• **TEXTO FORNECIDO**:
....

Igor STRAVINSKY
Instrumentação: Piccolo, 2 flautas, 2 oboés, 3 clarinetes, clarone, 2 fagotes, contrafagote, 4 trompas, 3 trompetes, 3 trombones, tuba, tímpanos, percussão, harpa, piano e cordas.
Já é quase costume dizer que se podem notar, no início do século XX, duas grandes tendências nos processos de criação musical: uma de orientação continuísta e, a outra, de orientação revolucionária. À primeira, associam-se os nomes dos integrantes da Segunda Escola de Viena (Schoenberg, Webern e Berg), cujos caminhos, abertos pelo cromatismo wagneriano, levam ao esfacelamento e à desintegração do Sistema Tonal. Na segunda tendência, mencionam-se quase sempre os nomes de Debussy e Stravinsky. Por demasiado simplificadora que seja essa abordagem, ela revela, realmente, caminhos significativos que o século XX percorre no campo da criação musical e que trazem em comum um ponto substancial: o abandono, de uma forma ou de outra, do Sistema Tonal, que já não se mostra suficiente para as necessidades expressivas do homem contemporâneo. A dissonância se liberta, o timbre e a rítmica adquirem nova dimensão em sua significação e a forma musical começa a ser abordada menos em estruturas preestabelecidas que por uma “gestalt” gerada pela própria obra.
Se os compositores da Segunda Escola de Viena fundaram uma “Escola”, Debussy e Stravinsky, porém, não deixaram seguidores. No entanto, sua influência e a de suas linguagens foram decisivas para as principais correntes do século XX que os sucederam (e o são até hoje). Desde suas primeiras obras (O pássaro de fogo, Petrushka, A sagração da primavera), Stravinsky ao mesmo tempo deslumbra e causa assombro. No plano harmônico, seguindo a esteira antes inaugurada por Debussy, os agregados sonoros sem qualquer ligação com o Sistema Tonal são amplamente empregados. Ao mesmo tempo ele não hesita, por vezes, em recuperar elementos tonais, ora sobrepondo-os, ora usando-os sem mascaramentos, mas inseridos de tal forma em contextos inauditos, que acabam por criar uma sensação de ambiguidade que relativiza sua própria natureza. Na rítmica, a originalidade da técnica e a assimetria audaciosa e perturbadora subvertem o sentido de causalidade da métrica tradicional. Mas é sobretudo no campo da forma musical que ele é realmente revolucionário. Em poucas palavras, se na harmonia ele não procura reformar nem fazer ruir totalmente o Sistema Tonal, Stravinsky é, usando de uma metáfora, “atonal” na forma.

....

• **TAREFAS PROPOSTAS**:
• 1. Transcreva literalmente o trecho do texto sobre Stravinsky que vai de "Igor STRAVINSKY" até "piano e cordas.", inclusive.
• 2. Traduza para o inglês esta frase do texto sobre Stravinsky: "Se os compositores da Segunda Escola de Viena fundaram uma “Escola”, Debussy e Stravinsky, porém, não deixaram seguidores."
O material a seguir provém de outra fonte.

• **MATERIAL FORNECIDO**:
....

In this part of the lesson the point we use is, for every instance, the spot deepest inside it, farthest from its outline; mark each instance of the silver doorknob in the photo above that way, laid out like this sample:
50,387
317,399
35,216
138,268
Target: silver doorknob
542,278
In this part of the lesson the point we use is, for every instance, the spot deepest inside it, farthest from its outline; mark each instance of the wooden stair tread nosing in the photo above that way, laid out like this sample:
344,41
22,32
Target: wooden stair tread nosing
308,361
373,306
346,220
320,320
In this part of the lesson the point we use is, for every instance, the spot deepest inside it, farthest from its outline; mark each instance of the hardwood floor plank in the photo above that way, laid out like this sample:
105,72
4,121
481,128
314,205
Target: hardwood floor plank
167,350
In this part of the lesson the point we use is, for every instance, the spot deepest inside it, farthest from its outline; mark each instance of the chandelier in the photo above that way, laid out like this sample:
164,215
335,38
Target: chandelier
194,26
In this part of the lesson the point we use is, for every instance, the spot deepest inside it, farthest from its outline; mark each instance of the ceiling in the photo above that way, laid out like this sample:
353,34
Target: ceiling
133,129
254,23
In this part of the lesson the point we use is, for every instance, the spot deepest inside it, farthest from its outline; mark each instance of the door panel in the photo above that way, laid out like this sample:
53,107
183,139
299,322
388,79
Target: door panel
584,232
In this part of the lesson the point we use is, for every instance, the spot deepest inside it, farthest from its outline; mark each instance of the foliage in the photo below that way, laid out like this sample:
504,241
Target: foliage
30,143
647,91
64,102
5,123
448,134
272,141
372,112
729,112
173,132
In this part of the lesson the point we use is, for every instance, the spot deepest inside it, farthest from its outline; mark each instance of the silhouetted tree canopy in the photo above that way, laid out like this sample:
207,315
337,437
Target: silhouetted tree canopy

....

• **RESPOSTAS ESPERADAS**:
• 1.
Igor STRAVINSKY
Instrumentação: Piccolo, 2 flautas, 2 oboés, 3 clarinetes, clarone, 2 fagotes, contrafagote, 4 trompas, 3 trompetes, 3 trombones, tuba, tímpanos, percussão, harpa, piano e cordas.

• 2. If the composers of the Second Viennese School founded a "School," Debussy and Stravinsky, however, left no followers.